- **Tujuan A**
Sebutkan semua hujjah yang menurut teks tentang hukum Natal dipakai dalam Fatwa MUI tentang Natal Bersama.
- **Tujuan B**
Tolong sambung teks tentang hukum Natal mulai dari titik teks itu berhenti.

HUKUM
NATAL
Artikel ini dibuat
oleh penulisnya sejak beberapa tahun yang lalu dengan judul : SYUBHAT NATAL.
Dan telah dimuat di Web Resmi FPI yang kemudian disebar-luaskan oleh aneka
Situs Islam lainnya. Bahkan sudah dibuat rekaman Audio Videonya disertai dengan
presentasI melalui tayangan slide power point secara apik dan rinci serta
ilmiah. Berikut isi artikel lengkapnya :
Pada tanggal 1 Jumadil
Ula 1401 H / 7 Maret 1981 M, Majelis Ulama Indonesia (MUI) mengeluarkan Fatwa
tentang Natal Bersama yang intinya bahwa mengikuti Natal Bersama bagi umat
Islam hukumnya HARAM, dengan hujjah antara lain: Surat Al-Kaafiruun 1 – 6,
Surat Al-Baqarah : 42, Hadits Nu’man ibnu Ba’syir tentang Syubhat, dan Kaidah
Ushul “Dar’ul Mafaasid Muqaddamun ‘alaa Jalbil Mashaalih” (Menolak kerusakan
didahulukan daripada mengambil mashlahat).
Ketika itu, Rezim yang
berkuasa tidak suka terhadap Fatwa MUI tentang Natal Bersama, karena dianggap
anti toleransi dan bertentangan dengan semangat pluralisme. Lalu MUI dipaksa
untuk mencabut Fatwanya, tapi almarhum Buya Hamka selaku Pimpinan MUI kala itu
lebih suka meletakkan jabatannya daripada menarik kembali Fatwa tersebut, demi
untuk menjaga aqidah umat Islam.
Belakangan, tampil
sejumlah “Tokoh Islam” yang menggulirkan “Fatwa” bahwa Natal Bersama bagi umat
Islam hukumnya BOLEH, dengan menyampaikan sejumlah argumentasi yang tidak lepas
dari MANIPULASI HUJJAH dan KORUPSI DALIL. Fatwa Kontroversial mereka tersebut
sangat digandrungi oleh KAUM SEPILIS (Sekularisme, Pluralisme dan Liberalisme),
bahkan dijadikan Rujukan Utama hingga kini. Fatwa Aneh tersebut telah menebar
SYUBHAT yang melahirkan FITNAH di tengah umat Islam.
Syubhat Natal adalah
pemutar-balikkan ayat mau pun hadits untuk "menyamarkan" hukum Natal
yang sebenarnya sudah jelas keharamannya, sehingga Natal Haram diupayakan
menjadi Natal Halal, sekurangnya menjadi Natal Syubhat. Berikut beberapa
Syubhat Natal dan jawabannya :
1. SYUBHAT PERTAMA :
Dalam Al-Qur’an cukup
banyak ayat yang bercerita tentang Nabi ‘Isa as sekaligus menjadi hujjah bahwa
umat Islam wajib mencintai, menghormati dan mengimani beliau sebagai salah
seorang Rasul. Bahkan dalam Surat Maryam : 33, Allah swt menceritakan ucapan
Nabi ‘Isa as yang berbunyi : “Wassalaamu ‘alayya yauma wulidtu wa yauma amuutu
wa yauma ub’atsu hayyan” (Keselamatan atasku di hari aku dilahirkan dan hari
aku mati serta hari aku dibangkitkan dalam keadaan hidup).

[Catatan identifikasi posisi]
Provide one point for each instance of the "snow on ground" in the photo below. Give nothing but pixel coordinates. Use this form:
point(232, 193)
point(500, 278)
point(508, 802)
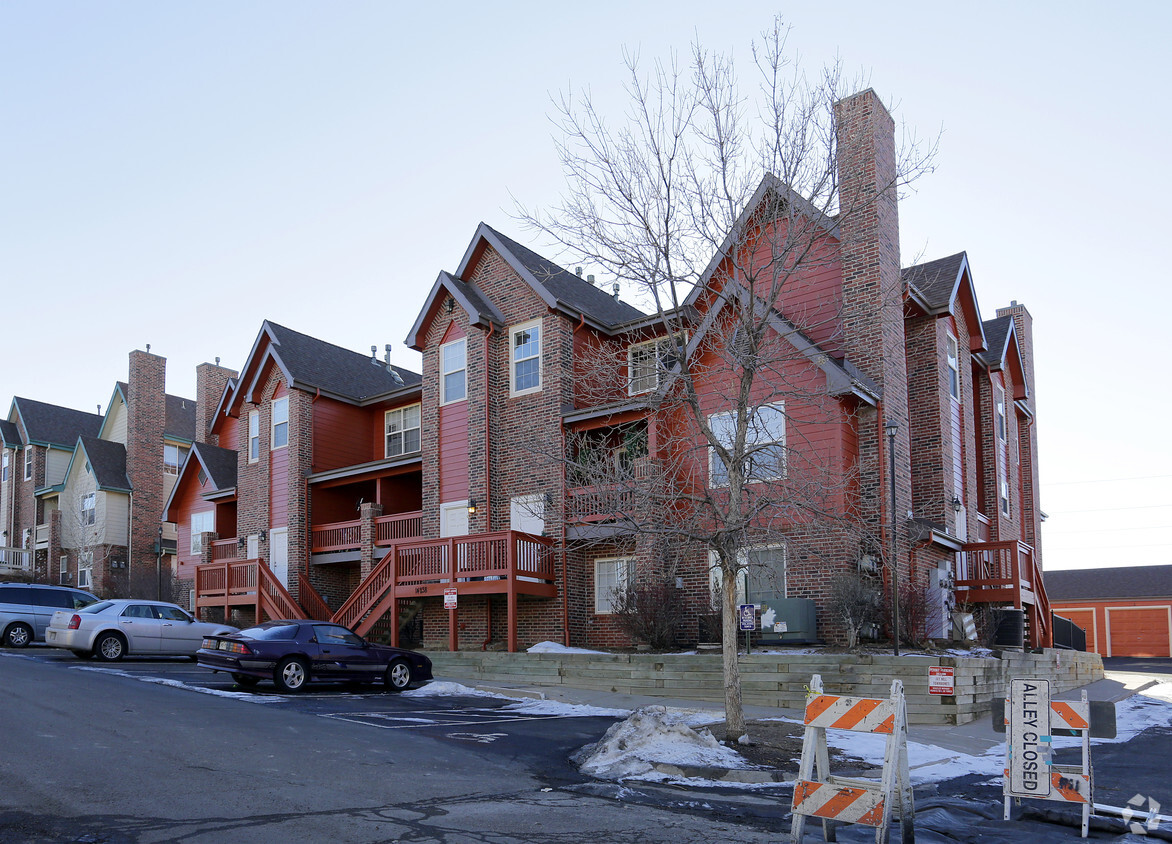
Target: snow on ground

...

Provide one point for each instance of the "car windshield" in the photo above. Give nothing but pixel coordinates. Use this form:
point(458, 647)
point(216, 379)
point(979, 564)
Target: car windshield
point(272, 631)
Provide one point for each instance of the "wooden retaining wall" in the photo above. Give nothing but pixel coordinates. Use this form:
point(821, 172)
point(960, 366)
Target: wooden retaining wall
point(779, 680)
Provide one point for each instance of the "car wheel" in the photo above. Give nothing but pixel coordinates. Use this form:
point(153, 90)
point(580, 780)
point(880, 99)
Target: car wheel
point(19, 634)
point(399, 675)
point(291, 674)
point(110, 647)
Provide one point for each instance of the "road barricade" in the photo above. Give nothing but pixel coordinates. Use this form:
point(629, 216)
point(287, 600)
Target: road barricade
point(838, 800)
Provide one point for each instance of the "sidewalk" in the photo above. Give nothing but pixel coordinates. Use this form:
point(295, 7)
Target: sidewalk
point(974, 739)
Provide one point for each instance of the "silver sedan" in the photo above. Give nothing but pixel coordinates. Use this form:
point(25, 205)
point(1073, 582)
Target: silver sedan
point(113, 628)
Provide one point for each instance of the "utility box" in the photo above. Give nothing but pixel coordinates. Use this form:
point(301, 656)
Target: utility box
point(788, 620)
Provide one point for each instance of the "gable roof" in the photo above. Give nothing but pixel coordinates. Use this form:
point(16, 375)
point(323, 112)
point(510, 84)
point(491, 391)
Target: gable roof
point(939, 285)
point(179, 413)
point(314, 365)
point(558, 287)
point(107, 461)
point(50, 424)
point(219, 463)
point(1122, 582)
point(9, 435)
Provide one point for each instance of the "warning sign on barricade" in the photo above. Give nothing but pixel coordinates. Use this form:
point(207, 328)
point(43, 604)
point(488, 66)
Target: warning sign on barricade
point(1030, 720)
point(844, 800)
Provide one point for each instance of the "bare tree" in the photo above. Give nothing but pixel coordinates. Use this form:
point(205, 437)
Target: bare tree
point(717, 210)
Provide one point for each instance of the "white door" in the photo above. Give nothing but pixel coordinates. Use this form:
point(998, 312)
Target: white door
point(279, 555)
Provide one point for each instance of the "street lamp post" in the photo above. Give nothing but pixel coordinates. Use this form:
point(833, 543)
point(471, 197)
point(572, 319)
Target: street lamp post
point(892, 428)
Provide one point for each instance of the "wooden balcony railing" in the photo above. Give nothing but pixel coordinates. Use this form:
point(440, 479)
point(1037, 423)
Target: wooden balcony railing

---

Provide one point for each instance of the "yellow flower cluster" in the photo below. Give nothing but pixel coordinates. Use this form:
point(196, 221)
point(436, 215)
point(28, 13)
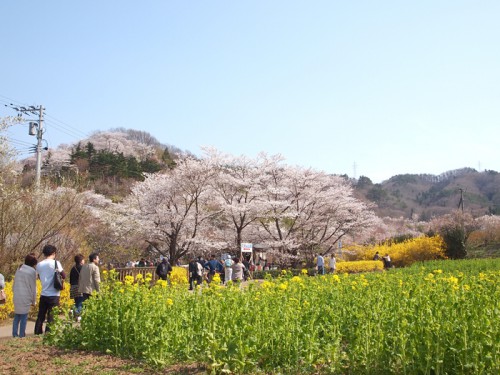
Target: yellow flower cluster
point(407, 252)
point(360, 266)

- **Jawaban Benar A**
- Surat Al-Kaafiruun 1 – 6
- Surat Al-Baqarah : 42
- Hadits Nu’man ibnu Ba’syir tentang Syubhat
- Kaidah Ushul “Dar’ul Mafaasid Muqaddamun ‘alaa Jalbil Mashaalih” (Menolak kerusakan didahulukan daripada mengambil mashlahat)

- **Jawaban Benar B**
Dengan dasar itu
semua, maka merayakan dan saling mengucapkan selamat atas kelahiran Nabi ‘Isa
as menjadi sejalan dengan semangat Al-Qur’an, sekaligus menjadi bukti cinta,
hormat dan iman kita kepada Nabi ‘Isa as.
JAWABAN :
Iman kepada Para Rasul
merupakan salah satu Rukun Iman. Dan Nabi ‘Isa as merupakan salah satu Rasul
yang wajib diimani. Mengekspresikan cinta dan hormat serta iman kepada Nabi
‘Isa as yang paling utama adalah dalam bentuk memposisikan beliau sebagai Hamba
Allah SWT dan Rasul-Nya, serta menolak segala bentuk PENUHANAN terhadap
dirinya. Jadi, pengekspresian tersebut tidak mesti dengan memperingati Hari
Lahirnya.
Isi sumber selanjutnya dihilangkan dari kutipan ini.